[Problem description] Reproduce every record below exactly as it appears.

[Material]
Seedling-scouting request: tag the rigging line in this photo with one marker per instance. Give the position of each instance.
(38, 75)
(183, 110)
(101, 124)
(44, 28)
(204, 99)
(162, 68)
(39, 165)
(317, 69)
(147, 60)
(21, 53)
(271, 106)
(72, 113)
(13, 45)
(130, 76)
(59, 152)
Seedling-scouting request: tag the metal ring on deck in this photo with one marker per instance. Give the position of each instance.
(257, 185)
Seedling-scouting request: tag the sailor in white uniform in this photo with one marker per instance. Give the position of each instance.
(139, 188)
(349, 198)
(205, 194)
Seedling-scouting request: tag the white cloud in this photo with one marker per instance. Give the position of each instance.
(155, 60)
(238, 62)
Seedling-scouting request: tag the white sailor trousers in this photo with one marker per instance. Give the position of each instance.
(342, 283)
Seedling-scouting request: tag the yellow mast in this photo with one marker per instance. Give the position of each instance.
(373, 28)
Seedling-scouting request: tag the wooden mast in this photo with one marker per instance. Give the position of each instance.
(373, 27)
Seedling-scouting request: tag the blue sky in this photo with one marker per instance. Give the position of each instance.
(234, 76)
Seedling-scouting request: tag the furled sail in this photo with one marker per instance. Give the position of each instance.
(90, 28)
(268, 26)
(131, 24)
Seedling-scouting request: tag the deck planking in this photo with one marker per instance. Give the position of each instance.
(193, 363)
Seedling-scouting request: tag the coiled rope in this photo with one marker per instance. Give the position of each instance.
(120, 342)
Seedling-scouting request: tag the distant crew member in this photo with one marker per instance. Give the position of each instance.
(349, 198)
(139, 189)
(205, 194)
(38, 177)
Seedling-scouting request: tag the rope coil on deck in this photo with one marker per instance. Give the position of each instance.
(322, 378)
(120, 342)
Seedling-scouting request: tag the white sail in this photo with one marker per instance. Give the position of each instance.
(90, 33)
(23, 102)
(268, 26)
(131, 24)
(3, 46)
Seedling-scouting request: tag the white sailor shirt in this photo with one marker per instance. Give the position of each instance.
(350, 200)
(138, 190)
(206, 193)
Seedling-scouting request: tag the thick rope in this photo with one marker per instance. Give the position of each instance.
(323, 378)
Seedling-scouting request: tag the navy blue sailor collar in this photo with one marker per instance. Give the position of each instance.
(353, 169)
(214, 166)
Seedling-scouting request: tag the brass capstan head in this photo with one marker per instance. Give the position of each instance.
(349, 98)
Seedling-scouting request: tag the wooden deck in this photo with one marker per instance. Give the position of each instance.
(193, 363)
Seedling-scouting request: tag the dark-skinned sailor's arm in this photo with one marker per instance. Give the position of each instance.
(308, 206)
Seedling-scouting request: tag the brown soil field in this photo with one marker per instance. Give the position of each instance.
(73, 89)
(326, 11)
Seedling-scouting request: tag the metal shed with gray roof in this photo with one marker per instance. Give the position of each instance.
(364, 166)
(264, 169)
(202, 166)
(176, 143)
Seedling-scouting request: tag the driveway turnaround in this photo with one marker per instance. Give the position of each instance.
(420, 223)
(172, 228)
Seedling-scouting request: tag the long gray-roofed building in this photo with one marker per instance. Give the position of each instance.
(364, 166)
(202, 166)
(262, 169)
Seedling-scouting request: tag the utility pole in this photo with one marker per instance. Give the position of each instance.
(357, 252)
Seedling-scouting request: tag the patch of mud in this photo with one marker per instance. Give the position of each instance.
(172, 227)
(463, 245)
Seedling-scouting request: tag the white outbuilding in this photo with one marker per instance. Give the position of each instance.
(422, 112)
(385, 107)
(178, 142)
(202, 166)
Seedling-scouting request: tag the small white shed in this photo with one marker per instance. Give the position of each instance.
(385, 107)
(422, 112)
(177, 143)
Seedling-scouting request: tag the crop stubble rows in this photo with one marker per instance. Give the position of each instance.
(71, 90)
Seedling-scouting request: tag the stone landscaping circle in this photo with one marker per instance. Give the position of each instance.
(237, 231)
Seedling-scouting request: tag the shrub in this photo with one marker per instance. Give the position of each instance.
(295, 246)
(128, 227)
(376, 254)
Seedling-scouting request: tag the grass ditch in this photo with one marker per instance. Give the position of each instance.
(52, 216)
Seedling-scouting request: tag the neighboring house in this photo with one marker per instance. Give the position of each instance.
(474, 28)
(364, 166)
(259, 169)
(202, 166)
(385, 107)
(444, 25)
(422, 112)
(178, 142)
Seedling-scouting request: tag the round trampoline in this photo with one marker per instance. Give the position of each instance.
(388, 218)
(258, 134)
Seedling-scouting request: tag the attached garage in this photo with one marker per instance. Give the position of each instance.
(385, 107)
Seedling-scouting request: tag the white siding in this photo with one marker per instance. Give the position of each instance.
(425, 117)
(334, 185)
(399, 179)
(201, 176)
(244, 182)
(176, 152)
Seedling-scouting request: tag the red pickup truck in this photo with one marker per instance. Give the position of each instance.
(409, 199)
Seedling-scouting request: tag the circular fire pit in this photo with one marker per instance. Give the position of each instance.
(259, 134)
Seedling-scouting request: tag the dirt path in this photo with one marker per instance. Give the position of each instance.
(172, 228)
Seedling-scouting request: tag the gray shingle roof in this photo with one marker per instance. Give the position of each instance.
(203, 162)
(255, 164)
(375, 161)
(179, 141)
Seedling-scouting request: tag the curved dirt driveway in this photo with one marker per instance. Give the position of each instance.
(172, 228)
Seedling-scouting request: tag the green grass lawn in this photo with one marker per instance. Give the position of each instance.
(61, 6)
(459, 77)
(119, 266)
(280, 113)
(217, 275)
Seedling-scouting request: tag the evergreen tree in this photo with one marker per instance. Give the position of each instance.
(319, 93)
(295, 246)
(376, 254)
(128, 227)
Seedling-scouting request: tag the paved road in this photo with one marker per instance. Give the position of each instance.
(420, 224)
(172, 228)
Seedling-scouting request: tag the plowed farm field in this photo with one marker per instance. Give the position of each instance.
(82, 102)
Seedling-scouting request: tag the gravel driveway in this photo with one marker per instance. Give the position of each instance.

[Response]
Seedling-scouting request: tag the rigging line in this photo with one marker per instance. Give the position of each instance.
(38, 75)
(183, 110)
(101, 124)
(44, 28)
(204, 99)
(162, 68)
(39, 165)
(317, 69)
(147, 60)
(21, 53)
(271, 106)
(72, 113)
(13, 45)
(130, 76)
(59, 152)
Seedling-scouting request: tag the metal ring on deck in this photo with one marker per instance. Give the position of each instance.
(257, 185)
Seedling-scouting request: tag the sailor in white uniform in this photo with one marker per instance. Give the position of each instance.
(139, 188)
(349, 198)
(205, 194)
Seedling-scouting request: tag the white cloud in this photo with one marker per instance. Give the position of each instance.
(155, 60)
(238, 62)
Seedling-scouting request: tag the white sailor trousers in this photo with one marker per instance. Give the position of each instance.
(342, 283)
Seedling-scouting request: tag the yellow mast in this photo with one marker per instance. Give the position of each instance.
(373, 28)
Seedling-scouting request: tag the wooden mast in this photo with one marker per instance. Give the position of each instance.
(373, 27)
Seedling-scouting request: tag the blue sky in this photo with one marker per instance. Give the position of each instance.
(234, 76)
Seedling-scouting request: tag the furled sail in this photo with one marker per instance. Give the position of each instance.
(90, 28)
(268, 26)
(131, 24)
Seedling-scouting request: tag the deck planking in this photo with one marker per instance. Give the position of each instance.
(193, 363)
Seedling-scouting request: tag the coiled rope in this photo with one marker per instance. Give the position of each instance.
(120, 342)
Seedling-scouting request: tag the distant crew member in this photo with one marker per instance. Give the position of each instance.
(349, 198)
(139, 189)
(205, 194)
(38, 177)
Seedling-scouting request: tag the rope coil on deck in this photo with one marker per instance. Give the position of each instance.
(322, 378)
(120, 342)
Seedling-scouting request: tag the white sail in this photo with one marker per instance. Give the position of each instance.
(90, 33)
(23, 102)
(268, 26)
(131, 24)
(3, 46)
Seedling-scouting request: tag the white sailor shirt in this photo with one marker per instance. Give the position of each instance.
(350, 200)
(138, 190)
(206, 193)
Seedling-scouting request: tag the thick rope in this photo with one marker per instance. Give the position of each instance.
(323, 378)
Seedling-scouting request: tag the navy blue sailor collar in this photo with one marker per instance. Give the position of each instance.
(353, 169)
(214, 166)
Seedling-scouting request: tag the brass capstan head in this photo with one marker per instance. Give the position of each instance.
(349, 98)
Seedling-scouting request: tag the wooden deck in this photo with one marker per instance. Give the position of each instance.
(193, 363)
Seedling-scouting request: tag the dark-skinned sailor's arm in this photo with one marker per instance. Give the position of each instance.
(308, 206)
Seedling-scouting request: tag the brown soil field in this photo with one marker per instance. Give the position of each instance.
(73, 89)
(326, 11)
Seedling-scouting request: tag the metal shed with gray roof in this photo with one marker per instance. Give the position of each instance.
(364, 166)
(264, 169)
(202, 166)
(176, 143)
Seedling-scouting request: tag the driveway turnaround in this photo with one marker per instance. Give the position of each instance.
(420, 223)
(172, 228)
Seedling-scouting request: tag the long gray-roofed building in this photo with one marker per instance. Give the position of each instance.
(364, 166)
(202, 166)
(262, 169)
Seedling-scouting request: tag the utility pole in this photo with one marker per instance. Give the position of each instance.
(357, 252)
Seedling-scouting request: tag the patch of mud in this photo with one marker per instance. Give the position of each instance.
(172, 227)
(463, 245)
Seedling-scouting request: tag the white outbuilding in this photo with one marker per instance. Give the position of each instance.
(422, 112)
(385, 107)
(178, 142)
(202, 166)
Seedling-scouting request: tag the small white shed in this photo with one marker per instance. Give the position of each instance.
(385, 107)
(422, 112)
(177, 143)
Seedling-scouting request: tag the crop stubble rows in this photo with one marker per instance. Give the position of each instance.
(71, 90)
Seedling-scouting request: tag the stone landscaping circle in this photo with one marker per instance. Give the position of each instance.
(237, 231)
Seedling-scouting request: tag the shrub in this photo with one marker per instance. Give the position of each instance.
(295, 246)
(128, 227)
(376, 254)
Seedling-scouting request: tag the grass ditch in this photo with one marker per instance. Give the position of each instance.
(52, 216)
Seedling-scouting request: tag the neighboring house in this photo with one marker per instance. Give the position of each instance.
(474, 28)
(364, 166)
(259, 169)
(202, 166)
(385, 107)
(444, 25)
(422, 112)
(178, 142)
Seedling-scouting request: tag the round trampoline in this photo with one marker per instance. Give the position of each instance.
(388, 218)
(258, 134)
Seedling-scouting request: tag the attached garage in this photo with one marker per instance. Give the position of each instance.
(385, 107)
Seedling-scouting request: tag the white siding in this photo with one marker per instance. Give the position of each instance.
(425, 117)
(334, 185)
(399, 179)
(201, 176)
(244, 182)
(176, 152)
Seedling-scouting request: tag the red pickup truck in this photo with one marker per instance. Give the position of each instance.
(409, 199)
Seedling-scouting request: tag the circular fire pit in this photo with one marker per instance. Give the position of each instance.
(259, 134)
Seedling-scouting request: tag the dirt path in this photo with one marker per instance. Give the position of each instance.
(172, 228)
Seedling-scouting request: tag the gray shingle roof in this photo with one marker per instance. Give the position of each instance.
(203, 162)
(255, 164)
(375, 161)
(179, 141)
Seedling-scouting request: tag the curved dirt driveway in this photo with one marker per instance. Give the position of each instance.
(172, 228)
Seedling-scouting request: tag the green grass lawn in this photo with one marker per instance. Give the position of each instance.
(61, 6)
(459, 77)
(119, 266)
(280, 113)
(217, 275)
Seedling-scouting request: tag the evergreen tree in this photo with one marker per instance. Give the position of each instance.
(319, 93)
(295, 246)
(376, 254)
(128, 227)
Seedling-scouting request: tag the paved road in this photo with one marker per instance. Give the position of each instance.
(420, 224)
(172, 228)
Seedling-scouting request: tag the plowed farm field in this photo with one marker per instance. Give the position of each instance.
(82, 102)
Seedling-scouting request: tag the gravel driveway in this photo with one marker per instance. Give the position of each instance.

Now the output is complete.